(TASKS TO COMPLETE)
**1.** According to the passage on monoPGT fusions, what is the common substrate in these glycoconjugate biosynthesis pathways?
**2.** Print the passage on monoPGT fusions between "The identification and" and "glycoconjugate biosynthesis pathways.", inclusive.

-- QUOTED PASSAGE follows --

The identification and classification of fusions of monoPGTs has provided a broader understanding of their roles in bacterial glycan biosynthesis pathways. The prevalence of sugar-modifying and GT bifunctional enzymes is consistent with the existence of protein–protein interactions facilitating product transfers within the respective pathways. Fusions with regulatory domains point to possible regulation of glycan biosynthesis at the PGT reaction specifically, allowing for conservative use of the limited supply of PrenP (48), the common substrate in these glycoconjugate biosynthesis pathways.
Within a single organism, there can be multiple distinct pathways responsible for the diversity of glycoconjugates, each using PrenP as the lipid carrier (49). Sugar-modifying–monoPGT bifunctional enzymes impart a unique advantage to the respective pathways, especially if the sugar-modifying domain catalyzes the final step before the monoPGT transfers the sugar phosphate to PrenP. Such bifunctional enzymes could result in an advantageous increase in the local concentration of a modified soluble sugar substrate.

-- QUOTED PASSAGE concluded --
-- RECORDS SHOWN follows --

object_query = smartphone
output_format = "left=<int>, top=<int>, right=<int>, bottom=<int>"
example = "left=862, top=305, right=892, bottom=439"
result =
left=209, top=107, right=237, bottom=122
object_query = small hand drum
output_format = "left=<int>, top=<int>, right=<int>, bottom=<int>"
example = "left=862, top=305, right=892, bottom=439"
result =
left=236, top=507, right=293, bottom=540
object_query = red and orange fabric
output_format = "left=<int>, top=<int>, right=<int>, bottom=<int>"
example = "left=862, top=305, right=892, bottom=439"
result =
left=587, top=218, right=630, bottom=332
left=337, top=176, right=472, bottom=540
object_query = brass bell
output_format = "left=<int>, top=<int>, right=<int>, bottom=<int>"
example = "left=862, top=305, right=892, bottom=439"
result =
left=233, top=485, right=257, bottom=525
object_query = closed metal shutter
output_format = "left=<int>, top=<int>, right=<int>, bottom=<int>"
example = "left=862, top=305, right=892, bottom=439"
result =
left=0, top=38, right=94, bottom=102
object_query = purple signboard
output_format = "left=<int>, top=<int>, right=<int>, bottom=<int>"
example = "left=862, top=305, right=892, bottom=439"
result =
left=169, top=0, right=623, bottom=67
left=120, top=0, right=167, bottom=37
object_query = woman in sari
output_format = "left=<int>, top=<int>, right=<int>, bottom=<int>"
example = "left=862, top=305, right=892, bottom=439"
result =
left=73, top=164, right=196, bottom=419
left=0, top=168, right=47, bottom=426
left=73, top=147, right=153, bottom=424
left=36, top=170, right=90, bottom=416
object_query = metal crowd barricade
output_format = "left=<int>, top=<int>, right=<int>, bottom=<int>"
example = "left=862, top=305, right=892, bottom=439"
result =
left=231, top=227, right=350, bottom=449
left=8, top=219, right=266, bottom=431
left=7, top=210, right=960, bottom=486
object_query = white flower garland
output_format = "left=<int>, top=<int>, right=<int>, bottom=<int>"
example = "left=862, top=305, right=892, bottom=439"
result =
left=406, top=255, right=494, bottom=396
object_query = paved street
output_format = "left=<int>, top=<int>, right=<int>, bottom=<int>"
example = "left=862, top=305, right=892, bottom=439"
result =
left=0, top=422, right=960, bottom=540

-- RECORDS SHOWN concluded --

(SOLUTIONS PER TASK)
**1.** PrenP

**2.**
The identification and classification of fusions of monoPGTs has provided a broader understanding of their roles in bacterial glycan biosynthesis pathways. The prevalence of sugar-modifying and GT bifunctional enzymes is consistent with the existence of protein–protein interactions facilitating product transfers within the respective pathways. Fusions with regulatory domains point to possible regulation of glycan biosynthesis at the PGT reaction specifically, allowing for conservative use of the limited supply of PrenP (48), the common substrate in these glycoconjugate biosynthesis pathways.